§ Records shown:
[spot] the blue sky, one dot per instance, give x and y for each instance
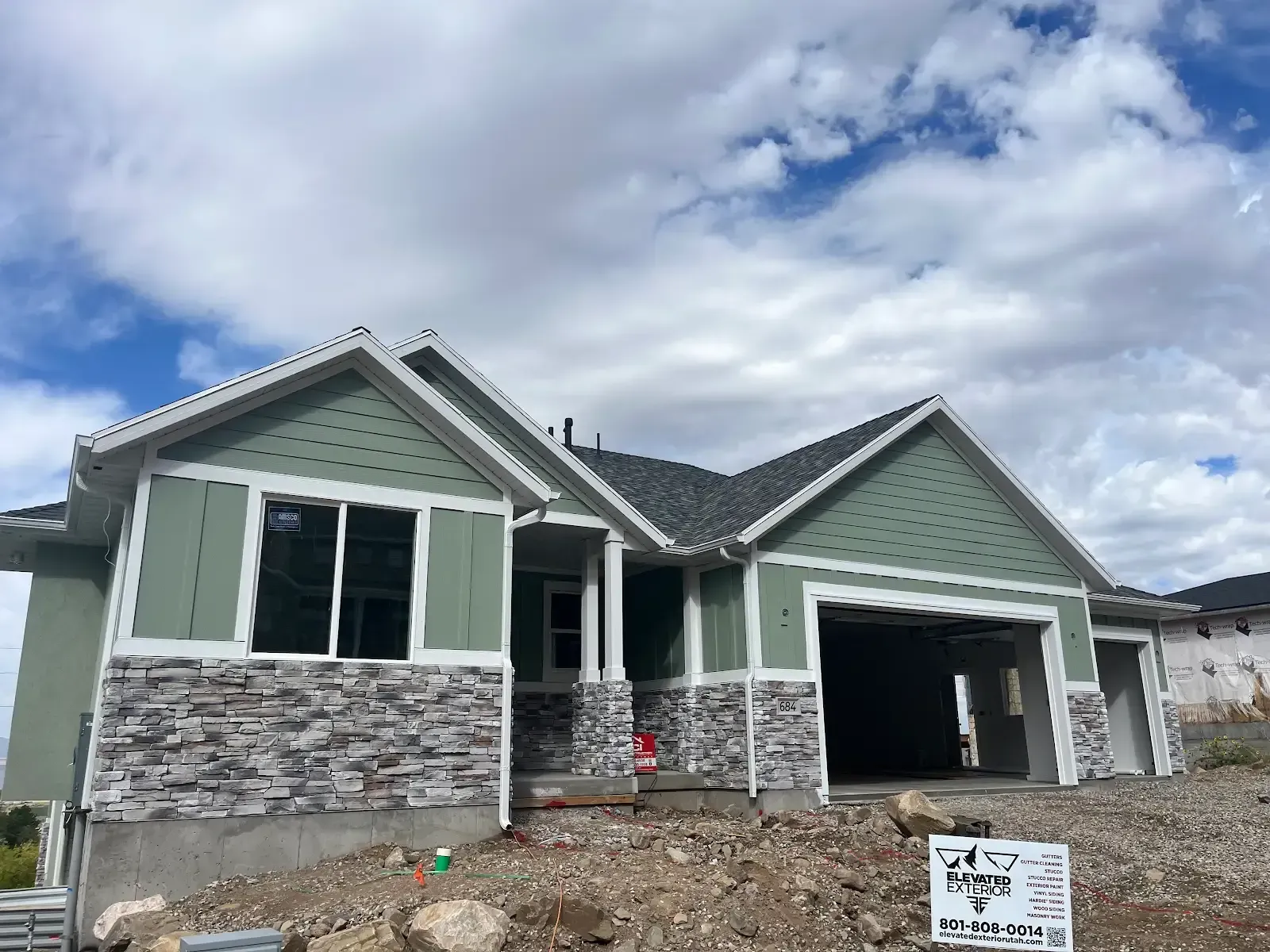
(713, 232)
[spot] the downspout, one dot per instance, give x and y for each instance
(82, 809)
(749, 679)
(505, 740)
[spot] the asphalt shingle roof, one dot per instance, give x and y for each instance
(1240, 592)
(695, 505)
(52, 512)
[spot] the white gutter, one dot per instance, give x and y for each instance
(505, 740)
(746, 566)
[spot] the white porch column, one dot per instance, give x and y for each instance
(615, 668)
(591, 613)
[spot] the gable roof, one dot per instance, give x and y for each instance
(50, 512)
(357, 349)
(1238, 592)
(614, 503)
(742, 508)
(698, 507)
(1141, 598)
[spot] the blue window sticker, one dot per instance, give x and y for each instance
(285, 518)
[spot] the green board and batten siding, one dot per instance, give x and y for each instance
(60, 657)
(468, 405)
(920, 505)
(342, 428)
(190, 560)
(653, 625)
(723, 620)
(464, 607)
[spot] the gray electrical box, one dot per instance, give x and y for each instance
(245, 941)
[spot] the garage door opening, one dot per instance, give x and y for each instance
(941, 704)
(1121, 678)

§ Written problem: Change "one dot per instance" to "one point per instance" in each of the lines above, leaving all other wording as it is. Leave the pictures out of your answer.

§ Answer:
[spot] the blue sky, one point per instance, give x and y for each instance
(713, 232)
[spot] the downspout, one point per instance, give x and y for each instance
(82, 809)
(749, 679)
(505, 740)
[spot] the asphalt shingle roof, one point per instance, give x and y for each instance
(1240, 592)
(695, 505)
(52, 512)
[spot] the white gutter, one point per instance, give x and y for each instance
(505, 740)
(746, 566)
[spot] the white porch column, one point per instance, give x and y for each instance
(615, 668)
(591, 613)
[spot] the gable roof, one point per instance, give x and y for each instance
(50, 512)
(357, 349)
(1238, 592)
(614, 503)
(742, 508)
(698, 507)
(1141, 598)
[spot] the blue window sticker, one point per instance, give x and y for each instance
(285, 518)
[spot] the green board and batten siding, one point per instance, give x and y for each instance
(60, 657)
(468, 405)
(920, 505)
(342, 428)
(190, 560)
(653, 625)
(723, 620)
(464, 607)
[spot] the gray electrical box, one point per instance, give x and y for each instance
(245, 941)
[spot] the garage door opening, one point per instance, give x and y for each instance
(941, 704)
(1121, 678)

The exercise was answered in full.